A great old school, all gear route, with some fun climbing on a cool part of the wall. The crux is not protected well and it’s in your best interest to do it first try.
Pitch 1 climb up face to a dark (loose) right facing flake. Pass this and build an anchor at the ledge 5.10 60’
Pitch 2 head left off the belay passing the more flakes to a great horizontal rail. Build anchor under steep groove 5.9 90’
Pitch 3 I broke this pitch into two pitches like a wuss for communication with the wind... you can too. Head up the alarmingly steep groove onto easier slab. (Optional belay). Then tackle the steep bulge above. After the Boulder problem head up groove then trend left to build a belay in the next groove to the left. The right groove is bouffant direct and I have not climbed it. 5.10+ 160’
Pitch 4 climb straight off the belay up the super fun groove and belay at tree ledge. 190’ 5.10
Pitch 5 two ways that this can be done the first being a 200’ traverse from the bottom of the tree ledge straight left to anchors on Prey. Or you can climb up and left and find the upper anchors of Prey below the hangout on top with the small wooden bench.

* [INFORMATION PROVIDED]
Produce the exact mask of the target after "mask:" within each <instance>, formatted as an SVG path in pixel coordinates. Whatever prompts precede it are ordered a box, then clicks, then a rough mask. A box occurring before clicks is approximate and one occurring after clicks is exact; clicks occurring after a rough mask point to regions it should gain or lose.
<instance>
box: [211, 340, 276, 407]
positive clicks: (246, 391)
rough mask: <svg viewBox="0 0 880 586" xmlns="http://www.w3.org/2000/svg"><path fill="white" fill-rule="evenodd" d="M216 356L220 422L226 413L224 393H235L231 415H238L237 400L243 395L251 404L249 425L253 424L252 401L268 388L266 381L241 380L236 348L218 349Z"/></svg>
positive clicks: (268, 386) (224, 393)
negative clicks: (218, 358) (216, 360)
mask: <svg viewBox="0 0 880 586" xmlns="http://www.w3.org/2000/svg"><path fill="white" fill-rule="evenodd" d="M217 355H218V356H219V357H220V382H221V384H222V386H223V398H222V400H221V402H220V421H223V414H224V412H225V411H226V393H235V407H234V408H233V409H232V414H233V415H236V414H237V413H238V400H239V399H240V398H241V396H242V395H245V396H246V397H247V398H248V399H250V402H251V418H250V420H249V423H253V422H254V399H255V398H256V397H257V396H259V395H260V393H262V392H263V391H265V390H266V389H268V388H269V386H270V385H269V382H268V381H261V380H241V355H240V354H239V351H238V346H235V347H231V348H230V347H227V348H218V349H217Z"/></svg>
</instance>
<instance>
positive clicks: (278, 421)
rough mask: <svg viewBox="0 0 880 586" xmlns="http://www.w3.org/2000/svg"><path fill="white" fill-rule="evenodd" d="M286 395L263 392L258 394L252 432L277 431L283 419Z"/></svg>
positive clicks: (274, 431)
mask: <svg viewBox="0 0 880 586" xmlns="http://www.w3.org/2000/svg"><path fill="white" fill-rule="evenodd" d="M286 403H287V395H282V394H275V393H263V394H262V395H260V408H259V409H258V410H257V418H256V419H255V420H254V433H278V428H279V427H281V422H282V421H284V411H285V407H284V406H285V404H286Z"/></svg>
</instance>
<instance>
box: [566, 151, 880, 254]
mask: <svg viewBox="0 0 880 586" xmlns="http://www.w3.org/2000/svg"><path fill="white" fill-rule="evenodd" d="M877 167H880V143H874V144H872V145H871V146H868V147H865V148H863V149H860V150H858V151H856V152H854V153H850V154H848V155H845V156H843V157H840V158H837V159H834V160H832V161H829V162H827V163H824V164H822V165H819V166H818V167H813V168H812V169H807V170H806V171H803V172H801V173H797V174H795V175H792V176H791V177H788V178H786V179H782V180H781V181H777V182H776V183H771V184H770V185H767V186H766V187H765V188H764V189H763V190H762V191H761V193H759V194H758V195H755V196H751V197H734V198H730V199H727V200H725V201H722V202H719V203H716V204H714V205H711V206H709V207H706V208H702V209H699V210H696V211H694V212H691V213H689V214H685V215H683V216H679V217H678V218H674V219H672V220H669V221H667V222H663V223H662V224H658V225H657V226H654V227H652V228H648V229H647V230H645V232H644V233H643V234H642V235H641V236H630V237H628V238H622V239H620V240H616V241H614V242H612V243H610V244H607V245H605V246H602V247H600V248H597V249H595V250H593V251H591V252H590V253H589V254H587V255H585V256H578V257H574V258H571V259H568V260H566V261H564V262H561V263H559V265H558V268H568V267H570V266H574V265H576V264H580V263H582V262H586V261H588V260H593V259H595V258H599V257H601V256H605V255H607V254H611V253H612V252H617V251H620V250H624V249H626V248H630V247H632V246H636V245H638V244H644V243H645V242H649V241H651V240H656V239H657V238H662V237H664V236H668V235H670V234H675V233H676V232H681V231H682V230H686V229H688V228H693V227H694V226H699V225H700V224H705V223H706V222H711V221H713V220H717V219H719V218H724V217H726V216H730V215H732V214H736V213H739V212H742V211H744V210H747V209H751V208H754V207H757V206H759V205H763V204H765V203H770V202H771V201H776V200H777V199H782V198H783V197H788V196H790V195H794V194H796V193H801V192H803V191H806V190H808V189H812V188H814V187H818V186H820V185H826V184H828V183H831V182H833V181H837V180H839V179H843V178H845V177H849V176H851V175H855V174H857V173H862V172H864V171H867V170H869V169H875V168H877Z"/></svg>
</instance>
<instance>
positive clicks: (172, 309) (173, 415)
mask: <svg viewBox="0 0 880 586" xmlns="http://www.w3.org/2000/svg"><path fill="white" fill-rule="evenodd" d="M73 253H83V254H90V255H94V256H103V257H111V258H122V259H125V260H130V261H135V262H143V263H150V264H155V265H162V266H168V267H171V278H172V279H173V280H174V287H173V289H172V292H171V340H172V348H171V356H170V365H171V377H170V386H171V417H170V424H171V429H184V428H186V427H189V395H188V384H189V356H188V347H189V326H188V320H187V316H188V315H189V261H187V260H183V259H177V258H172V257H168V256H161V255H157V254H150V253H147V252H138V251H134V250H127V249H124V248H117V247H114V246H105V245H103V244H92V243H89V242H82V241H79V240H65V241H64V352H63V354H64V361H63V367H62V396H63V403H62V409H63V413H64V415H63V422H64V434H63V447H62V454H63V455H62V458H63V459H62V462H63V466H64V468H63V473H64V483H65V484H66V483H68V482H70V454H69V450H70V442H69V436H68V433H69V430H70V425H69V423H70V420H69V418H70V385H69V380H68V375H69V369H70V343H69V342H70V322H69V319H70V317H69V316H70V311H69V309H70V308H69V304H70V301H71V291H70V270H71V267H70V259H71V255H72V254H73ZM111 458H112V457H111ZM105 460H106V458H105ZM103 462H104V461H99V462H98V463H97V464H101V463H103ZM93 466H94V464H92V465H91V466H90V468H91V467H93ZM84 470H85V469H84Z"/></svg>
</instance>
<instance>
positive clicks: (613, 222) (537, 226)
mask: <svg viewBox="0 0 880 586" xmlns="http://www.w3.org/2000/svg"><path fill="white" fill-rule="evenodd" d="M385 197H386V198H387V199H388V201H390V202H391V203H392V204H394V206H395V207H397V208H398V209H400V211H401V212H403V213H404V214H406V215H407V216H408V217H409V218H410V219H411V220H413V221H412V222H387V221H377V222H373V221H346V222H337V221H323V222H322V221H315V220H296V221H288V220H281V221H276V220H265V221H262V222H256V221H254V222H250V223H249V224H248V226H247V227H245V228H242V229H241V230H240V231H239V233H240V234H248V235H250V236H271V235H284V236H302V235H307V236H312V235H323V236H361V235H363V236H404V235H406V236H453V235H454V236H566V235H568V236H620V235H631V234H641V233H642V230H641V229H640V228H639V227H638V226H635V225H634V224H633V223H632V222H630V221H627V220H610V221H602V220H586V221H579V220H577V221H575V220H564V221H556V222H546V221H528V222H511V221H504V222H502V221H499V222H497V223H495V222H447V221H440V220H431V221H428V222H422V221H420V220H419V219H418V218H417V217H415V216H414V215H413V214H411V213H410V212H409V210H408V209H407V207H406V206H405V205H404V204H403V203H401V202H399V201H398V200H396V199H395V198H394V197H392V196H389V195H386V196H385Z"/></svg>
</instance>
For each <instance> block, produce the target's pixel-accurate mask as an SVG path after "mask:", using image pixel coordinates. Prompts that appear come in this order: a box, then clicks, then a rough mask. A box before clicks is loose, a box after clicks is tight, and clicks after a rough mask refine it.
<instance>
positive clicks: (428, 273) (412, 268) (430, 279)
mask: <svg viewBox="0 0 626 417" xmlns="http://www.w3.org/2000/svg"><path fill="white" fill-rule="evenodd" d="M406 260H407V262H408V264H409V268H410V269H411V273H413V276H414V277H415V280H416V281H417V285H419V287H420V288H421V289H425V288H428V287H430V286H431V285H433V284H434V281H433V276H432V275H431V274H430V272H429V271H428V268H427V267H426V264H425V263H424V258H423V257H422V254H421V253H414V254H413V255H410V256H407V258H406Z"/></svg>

* [DESCRIPTION OF THE TASK]
From the route description, reproduce word for word the part that opens with the words containing "A great old" and closes with "it first try.". You won't need the material for this.

* [WRITTEN SOLUTION]
A great old school, all gear route, with some fun climbing on a cool part of the wall. The crux is not protected well and it’s in your best interest to do it first try.